- Task objective -
Go through the data below. List every line that holds the word "black".
--- --- ---
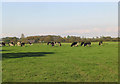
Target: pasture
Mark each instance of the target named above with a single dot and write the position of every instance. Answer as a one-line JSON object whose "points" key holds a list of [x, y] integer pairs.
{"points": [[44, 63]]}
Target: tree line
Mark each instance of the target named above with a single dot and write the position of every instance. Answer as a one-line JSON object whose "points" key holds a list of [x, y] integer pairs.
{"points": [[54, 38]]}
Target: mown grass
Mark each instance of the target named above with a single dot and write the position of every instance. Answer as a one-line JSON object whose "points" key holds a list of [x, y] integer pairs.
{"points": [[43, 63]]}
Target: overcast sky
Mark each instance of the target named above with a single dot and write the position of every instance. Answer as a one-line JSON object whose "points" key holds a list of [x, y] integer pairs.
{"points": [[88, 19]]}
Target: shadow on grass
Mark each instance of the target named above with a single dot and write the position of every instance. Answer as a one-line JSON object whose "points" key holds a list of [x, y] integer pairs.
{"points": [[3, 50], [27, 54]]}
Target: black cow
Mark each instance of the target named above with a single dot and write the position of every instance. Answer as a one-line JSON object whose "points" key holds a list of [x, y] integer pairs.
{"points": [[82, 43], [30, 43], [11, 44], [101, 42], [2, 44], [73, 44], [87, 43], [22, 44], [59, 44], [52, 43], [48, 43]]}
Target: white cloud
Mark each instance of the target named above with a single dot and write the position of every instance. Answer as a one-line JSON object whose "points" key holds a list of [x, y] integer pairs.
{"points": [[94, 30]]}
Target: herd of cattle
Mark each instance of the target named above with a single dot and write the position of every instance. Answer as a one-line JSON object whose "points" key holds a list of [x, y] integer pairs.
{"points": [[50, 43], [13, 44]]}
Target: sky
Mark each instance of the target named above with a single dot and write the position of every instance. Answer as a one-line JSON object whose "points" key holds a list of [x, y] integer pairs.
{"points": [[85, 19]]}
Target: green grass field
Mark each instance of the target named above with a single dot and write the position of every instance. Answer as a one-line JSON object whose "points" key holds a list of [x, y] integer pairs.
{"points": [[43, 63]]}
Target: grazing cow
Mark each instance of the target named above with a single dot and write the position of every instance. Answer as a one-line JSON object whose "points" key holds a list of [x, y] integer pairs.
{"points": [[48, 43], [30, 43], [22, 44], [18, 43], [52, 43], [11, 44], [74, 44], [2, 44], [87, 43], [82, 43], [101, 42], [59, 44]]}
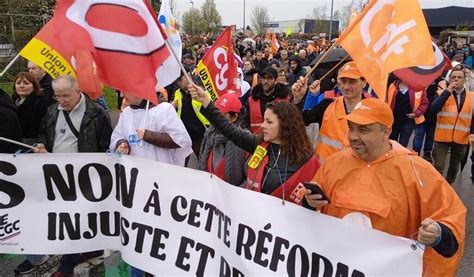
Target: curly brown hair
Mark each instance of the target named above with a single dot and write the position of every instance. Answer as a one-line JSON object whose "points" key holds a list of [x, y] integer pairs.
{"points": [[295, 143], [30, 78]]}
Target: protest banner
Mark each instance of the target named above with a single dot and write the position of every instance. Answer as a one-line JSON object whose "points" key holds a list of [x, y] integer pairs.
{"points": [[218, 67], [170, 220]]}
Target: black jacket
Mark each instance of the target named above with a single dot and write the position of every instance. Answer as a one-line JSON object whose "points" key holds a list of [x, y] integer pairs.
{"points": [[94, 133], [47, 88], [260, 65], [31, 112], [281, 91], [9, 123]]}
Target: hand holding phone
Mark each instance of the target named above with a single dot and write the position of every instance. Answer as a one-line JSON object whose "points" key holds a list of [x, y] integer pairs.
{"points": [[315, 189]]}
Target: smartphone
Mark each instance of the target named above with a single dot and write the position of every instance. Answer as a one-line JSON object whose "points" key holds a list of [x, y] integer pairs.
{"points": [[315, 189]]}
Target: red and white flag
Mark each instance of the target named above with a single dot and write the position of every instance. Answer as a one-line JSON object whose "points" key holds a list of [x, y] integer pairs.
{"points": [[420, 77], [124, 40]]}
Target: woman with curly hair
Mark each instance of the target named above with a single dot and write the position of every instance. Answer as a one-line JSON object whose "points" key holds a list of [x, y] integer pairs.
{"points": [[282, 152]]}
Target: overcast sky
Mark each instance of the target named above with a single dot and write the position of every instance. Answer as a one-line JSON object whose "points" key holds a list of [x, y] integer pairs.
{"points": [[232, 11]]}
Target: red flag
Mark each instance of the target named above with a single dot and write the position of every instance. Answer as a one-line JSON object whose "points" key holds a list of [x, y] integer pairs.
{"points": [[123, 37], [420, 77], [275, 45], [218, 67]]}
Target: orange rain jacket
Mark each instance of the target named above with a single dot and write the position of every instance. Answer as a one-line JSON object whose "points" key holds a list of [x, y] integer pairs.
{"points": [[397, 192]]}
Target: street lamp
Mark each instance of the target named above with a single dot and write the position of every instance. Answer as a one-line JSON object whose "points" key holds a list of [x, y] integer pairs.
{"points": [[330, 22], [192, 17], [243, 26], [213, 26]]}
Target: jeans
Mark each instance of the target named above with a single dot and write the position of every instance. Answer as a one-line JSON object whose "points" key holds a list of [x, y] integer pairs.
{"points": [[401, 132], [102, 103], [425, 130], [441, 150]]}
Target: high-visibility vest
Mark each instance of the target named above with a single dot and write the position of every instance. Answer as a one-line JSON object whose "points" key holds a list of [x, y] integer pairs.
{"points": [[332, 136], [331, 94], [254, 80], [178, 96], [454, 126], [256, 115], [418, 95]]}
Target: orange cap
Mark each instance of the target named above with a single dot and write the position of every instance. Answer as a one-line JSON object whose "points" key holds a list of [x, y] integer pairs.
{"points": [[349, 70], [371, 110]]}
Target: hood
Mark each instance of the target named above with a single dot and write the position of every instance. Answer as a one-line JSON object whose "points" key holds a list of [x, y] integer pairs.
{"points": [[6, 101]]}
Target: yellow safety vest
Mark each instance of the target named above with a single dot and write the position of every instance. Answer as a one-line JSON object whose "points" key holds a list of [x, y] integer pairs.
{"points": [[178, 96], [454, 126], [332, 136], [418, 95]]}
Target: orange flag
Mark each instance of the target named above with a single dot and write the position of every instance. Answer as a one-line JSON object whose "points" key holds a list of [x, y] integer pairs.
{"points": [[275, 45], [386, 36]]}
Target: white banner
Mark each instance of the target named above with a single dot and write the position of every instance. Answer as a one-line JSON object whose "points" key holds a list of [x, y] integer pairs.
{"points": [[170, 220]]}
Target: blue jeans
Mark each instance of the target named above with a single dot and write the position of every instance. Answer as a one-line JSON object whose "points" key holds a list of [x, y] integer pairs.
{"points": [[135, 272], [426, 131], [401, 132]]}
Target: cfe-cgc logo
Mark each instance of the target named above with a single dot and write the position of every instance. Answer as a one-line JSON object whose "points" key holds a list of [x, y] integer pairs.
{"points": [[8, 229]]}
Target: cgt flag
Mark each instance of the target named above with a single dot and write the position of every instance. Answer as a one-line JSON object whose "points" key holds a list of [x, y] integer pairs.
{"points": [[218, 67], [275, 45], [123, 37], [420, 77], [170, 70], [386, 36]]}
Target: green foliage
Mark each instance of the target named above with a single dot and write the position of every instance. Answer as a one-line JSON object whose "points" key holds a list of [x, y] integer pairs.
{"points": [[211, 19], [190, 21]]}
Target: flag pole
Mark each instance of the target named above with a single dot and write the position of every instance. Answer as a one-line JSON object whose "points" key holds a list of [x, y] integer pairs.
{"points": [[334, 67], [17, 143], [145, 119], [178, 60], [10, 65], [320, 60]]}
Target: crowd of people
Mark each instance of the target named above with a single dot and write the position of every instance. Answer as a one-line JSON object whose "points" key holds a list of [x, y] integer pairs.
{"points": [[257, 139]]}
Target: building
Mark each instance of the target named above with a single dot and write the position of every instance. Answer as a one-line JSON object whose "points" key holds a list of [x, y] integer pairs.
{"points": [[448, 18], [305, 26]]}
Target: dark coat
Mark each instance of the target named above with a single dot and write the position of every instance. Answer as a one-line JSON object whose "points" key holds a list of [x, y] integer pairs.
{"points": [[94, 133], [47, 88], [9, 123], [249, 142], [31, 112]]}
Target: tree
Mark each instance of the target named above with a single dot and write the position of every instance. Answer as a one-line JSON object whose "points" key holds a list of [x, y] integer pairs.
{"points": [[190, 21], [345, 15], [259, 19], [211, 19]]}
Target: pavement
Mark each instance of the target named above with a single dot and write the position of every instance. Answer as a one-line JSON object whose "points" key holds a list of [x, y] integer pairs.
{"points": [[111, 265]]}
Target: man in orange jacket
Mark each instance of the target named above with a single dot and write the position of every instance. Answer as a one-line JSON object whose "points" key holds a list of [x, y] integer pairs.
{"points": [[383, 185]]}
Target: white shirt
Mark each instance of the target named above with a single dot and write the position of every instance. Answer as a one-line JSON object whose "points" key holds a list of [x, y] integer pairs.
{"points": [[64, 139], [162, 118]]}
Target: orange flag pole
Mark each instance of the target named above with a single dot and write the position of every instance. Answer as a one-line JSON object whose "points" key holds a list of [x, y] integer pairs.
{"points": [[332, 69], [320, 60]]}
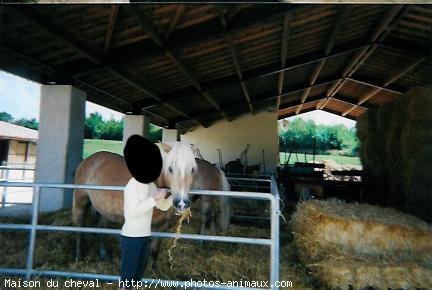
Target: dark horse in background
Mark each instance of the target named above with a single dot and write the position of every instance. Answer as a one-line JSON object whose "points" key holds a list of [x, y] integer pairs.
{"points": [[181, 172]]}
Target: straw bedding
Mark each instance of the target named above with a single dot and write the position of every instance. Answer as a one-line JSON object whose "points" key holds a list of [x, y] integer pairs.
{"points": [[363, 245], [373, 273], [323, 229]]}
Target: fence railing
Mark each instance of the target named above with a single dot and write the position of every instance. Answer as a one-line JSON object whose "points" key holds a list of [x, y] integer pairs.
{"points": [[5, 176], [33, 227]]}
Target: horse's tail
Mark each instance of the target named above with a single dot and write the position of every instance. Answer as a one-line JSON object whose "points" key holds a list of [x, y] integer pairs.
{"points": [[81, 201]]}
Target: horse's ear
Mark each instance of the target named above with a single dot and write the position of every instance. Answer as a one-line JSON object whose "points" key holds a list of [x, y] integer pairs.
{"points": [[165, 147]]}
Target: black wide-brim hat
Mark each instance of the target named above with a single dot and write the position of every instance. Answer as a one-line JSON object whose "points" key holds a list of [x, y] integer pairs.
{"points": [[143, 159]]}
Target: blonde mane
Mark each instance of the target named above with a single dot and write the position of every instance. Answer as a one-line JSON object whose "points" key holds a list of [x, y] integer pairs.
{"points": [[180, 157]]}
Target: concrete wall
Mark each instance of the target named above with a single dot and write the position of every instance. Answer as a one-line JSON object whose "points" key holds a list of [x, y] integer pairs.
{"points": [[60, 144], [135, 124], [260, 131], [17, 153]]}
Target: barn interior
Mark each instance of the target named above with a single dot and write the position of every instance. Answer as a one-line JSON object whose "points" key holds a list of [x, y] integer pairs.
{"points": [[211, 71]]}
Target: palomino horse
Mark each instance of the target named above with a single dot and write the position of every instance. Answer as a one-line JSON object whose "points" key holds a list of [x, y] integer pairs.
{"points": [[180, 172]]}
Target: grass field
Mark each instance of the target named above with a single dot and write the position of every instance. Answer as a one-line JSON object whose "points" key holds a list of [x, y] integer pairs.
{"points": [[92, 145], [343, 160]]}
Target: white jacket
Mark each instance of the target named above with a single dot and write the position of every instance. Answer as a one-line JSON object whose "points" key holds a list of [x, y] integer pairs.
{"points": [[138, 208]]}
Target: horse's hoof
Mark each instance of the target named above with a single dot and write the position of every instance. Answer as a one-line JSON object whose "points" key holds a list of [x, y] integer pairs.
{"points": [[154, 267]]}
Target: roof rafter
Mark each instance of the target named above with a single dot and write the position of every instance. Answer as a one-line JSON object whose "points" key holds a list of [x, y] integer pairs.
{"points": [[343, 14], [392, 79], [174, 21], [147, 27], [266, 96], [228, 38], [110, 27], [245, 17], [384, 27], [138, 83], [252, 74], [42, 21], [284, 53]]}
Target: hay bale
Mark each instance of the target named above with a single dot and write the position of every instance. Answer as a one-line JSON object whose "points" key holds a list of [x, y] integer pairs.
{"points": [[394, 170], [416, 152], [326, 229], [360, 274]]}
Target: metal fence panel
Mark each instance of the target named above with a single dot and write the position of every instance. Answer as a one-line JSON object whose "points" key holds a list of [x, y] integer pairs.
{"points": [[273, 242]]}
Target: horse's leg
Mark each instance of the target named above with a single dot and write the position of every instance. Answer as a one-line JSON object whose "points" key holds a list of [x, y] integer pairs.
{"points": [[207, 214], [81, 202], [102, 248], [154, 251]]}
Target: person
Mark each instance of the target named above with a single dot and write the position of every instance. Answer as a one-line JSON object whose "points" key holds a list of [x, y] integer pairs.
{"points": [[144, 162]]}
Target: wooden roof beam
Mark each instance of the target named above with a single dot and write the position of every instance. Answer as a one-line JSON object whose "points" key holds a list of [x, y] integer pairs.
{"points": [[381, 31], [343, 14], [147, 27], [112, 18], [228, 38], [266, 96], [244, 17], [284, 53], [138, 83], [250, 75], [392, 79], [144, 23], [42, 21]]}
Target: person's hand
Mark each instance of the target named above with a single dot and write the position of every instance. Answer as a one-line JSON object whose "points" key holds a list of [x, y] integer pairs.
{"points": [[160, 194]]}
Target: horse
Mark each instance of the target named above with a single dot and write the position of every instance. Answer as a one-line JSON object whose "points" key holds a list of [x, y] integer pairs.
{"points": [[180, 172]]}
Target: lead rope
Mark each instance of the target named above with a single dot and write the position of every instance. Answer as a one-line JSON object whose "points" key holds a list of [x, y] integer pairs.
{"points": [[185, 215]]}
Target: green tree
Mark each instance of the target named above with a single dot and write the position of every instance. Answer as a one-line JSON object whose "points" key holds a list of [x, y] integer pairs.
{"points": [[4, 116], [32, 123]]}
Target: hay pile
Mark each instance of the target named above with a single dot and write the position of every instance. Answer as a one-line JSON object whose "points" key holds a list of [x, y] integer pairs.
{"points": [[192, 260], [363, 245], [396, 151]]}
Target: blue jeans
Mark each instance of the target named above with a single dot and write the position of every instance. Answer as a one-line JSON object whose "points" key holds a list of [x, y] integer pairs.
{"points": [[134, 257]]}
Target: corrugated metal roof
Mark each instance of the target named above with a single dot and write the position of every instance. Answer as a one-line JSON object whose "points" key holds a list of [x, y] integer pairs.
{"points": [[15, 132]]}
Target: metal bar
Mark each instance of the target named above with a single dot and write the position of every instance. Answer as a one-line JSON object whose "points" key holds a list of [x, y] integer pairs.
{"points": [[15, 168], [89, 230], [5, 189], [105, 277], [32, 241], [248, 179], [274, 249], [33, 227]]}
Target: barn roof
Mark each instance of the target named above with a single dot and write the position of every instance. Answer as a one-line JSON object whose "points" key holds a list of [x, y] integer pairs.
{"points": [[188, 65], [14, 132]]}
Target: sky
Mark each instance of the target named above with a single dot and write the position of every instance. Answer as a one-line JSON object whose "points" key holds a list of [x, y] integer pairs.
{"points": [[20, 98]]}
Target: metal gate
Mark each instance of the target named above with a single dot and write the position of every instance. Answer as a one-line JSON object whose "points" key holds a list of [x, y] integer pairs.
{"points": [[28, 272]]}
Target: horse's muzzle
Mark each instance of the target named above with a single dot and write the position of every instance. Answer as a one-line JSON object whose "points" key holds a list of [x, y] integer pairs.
--- --- ---
- Response to this exercise -
Target: black cow
Target: black jacket
Target: black wide-brim hat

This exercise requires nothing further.